◆ OBJECTIVE: Show, copied in full, each line of the records below that contains the word "white".
** begin DATA TO PROCESS **
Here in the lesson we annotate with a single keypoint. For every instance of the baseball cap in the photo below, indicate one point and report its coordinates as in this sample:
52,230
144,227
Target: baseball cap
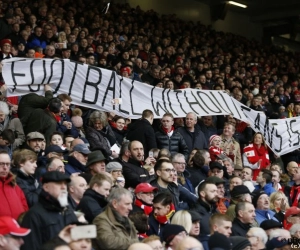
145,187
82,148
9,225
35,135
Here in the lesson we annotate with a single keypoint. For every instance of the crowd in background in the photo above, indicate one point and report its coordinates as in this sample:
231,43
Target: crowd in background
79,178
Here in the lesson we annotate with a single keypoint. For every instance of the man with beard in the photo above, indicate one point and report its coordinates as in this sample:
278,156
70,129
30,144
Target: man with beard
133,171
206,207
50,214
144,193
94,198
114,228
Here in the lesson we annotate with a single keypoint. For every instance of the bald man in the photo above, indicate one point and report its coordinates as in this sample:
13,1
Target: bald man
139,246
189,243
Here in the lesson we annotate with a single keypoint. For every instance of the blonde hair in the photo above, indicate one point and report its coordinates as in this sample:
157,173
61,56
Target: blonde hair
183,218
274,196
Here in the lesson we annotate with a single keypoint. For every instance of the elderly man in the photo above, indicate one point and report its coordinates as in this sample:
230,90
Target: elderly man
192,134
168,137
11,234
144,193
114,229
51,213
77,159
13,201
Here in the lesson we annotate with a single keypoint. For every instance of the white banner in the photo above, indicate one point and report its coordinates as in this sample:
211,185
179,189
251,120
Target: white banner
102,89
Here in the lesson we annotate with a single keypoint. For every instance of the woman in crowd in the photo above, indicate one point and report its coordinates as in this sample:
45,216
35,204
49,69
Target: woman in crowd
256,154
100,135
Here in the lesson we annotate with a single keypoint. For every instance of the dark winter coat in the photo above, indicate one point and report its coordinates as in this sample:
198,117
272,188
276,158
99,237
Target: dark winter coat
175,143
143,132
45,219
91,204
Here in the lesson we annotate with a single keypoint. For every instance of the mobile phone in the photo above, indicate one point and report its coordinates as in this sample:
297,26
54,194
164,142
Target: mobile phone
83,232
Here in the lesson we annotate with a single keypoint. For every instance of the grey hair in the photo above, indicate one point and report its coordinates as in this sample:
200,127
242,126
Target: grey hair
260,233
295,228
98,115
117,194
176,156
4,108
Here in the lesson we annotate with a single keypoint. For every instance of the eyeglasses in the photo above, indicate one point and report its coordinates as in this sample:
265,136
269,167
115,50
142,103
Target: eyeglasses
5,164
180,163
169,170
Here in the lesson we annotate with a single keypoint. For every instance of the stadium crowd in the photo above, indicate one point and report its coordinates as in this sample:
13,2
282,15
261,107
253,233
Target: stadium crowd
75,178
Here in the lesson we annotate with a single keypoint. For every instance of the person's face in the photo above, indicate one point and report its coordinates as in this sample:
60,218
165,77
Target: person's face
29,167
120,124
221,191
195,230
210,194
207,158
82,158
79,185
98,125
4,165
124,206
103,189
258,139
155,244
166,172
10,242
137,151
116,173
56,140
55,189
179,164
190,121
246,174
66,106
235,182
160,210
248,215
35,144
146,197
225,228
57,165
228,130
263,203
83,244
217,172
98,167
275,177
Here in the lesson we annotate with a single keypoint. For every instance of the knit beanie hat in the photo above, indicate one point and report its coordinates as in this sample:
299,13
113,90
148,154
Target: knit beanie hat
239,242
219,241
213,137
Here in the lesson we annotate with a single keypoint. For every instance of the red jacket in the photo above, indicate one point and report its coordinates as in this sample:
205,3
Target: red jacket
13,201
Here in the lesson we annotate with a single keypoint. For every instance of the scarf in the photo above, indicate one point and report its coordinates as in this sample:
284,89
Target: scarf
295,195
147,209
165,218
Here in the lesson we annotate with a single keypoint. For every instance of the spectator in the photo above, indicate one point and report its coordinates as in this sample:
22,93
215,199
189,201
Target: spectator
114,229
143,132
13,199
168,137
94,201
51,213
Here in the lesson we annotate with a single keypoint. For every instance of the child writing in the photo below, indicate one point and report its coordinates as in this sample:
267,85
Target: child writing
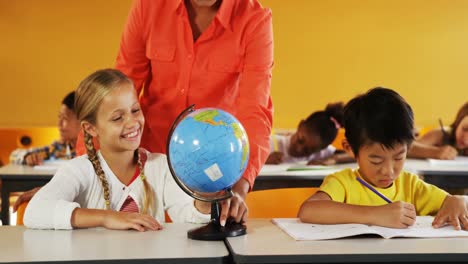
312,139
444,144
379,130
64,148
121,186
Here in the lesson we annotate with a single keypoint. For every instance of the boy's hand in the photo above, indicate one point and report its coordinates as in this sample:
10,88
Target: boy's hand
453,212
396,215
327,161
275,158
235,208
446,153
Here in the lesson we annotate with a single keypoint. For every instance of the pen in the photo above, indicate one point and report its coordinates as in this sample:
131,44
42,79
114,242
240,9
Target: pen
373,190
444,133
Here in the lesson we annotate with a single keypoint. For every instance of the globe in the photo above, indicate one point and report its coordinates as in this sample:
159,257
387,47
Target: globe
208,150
** end DATA TO PROCESS **
** begin DATA TO PROCESS **
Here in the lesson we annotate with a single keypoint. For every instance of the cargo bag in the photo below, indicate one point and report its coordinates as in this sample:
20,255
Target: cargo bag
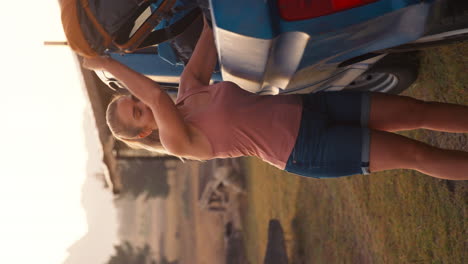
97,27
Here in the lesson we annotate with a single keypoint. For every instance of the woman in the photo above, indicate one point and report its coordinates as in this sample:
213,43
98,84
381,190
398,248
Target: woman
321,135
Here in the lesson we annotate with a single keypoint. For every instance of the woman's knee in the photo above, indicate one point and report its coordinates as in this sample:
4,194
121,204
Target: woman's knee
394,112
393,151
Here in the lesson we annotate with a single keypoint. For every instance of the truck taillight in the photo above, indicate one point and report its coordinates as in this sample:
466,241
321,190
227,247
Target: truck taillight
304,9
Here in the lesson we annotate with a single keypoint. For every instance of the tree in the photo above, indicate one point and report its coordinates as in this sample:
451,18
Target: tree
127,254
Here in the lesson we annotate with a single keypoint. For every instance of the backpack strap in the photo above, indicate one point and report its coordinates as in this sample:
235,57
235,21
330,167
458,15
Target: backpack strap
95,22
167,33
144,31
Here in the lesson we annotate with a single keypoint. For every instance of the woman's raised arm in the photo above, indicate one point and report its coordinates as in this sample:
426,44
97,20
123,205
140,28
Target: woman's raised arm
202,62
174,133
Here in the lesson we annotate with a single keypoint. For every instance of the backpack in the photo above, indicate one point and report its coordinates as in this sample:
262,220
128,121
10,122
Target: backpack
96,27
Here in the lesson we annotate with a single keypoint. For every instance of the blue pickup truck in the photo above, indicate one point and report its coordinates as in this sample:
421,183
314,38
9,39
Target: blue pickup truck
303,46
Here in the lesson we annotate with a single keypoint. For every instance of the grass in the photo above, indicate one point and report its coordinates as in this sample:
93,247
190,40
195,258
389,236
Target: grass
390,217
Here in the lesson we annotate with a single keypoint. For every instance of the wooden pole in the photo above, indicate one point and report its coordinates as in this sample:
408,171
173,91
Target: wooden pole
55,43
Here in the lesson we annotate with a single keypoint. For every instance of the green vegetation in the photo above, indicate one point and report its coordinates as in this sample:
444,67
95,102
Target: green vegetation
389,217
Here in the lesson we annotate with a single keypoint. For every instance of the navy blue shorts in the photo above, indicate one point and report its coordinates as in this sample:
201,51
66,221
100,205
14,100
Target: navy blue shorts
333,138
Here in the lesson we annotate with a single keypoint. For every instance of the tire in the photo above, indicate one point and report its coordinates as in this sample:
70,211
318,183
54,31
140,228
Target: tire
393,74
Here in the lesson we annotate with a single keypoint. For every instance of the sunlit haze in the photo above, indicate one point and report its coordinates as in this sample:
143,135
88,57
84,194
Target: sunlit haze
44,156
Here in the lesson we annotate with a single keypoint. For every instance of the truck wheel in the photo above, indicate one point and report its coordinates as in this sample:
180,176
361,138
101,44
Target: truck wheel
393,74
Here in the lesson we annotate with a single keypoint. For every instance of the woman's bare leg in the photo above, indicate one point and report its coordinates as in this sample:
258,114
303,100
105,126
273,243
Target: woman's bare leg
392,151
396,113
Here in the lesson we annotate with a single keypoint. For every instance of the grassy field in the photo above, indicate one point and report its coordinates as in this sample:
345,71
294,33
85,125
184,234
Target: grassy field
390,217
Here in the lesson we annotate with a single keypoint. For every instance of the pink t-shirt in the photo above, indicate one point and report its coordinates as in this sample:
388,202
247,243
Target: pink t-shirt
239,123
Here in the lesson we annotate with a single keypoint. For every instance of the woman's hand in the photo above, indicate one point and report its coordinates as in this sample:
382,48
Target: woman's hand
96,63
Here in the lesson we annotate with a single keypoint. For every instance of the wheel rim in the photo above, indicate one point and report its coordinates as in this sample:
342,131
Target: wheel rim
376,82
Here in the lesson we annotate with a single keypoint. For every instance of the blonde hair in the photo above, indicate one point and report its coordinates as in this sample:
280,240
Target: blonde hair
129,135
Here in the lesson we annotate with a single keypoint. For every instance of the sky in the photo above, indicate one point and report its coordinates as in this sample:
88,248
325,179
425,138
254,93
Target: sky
** end DATA TO PROCESS **
◆ SOLUTION FOR THIS PROBLEM:
Here in the lesson we annotate with a single keypoint. For every instance of the white banner in the photo above, indicate one point and report its coordinates as in this sample:
Target: white banner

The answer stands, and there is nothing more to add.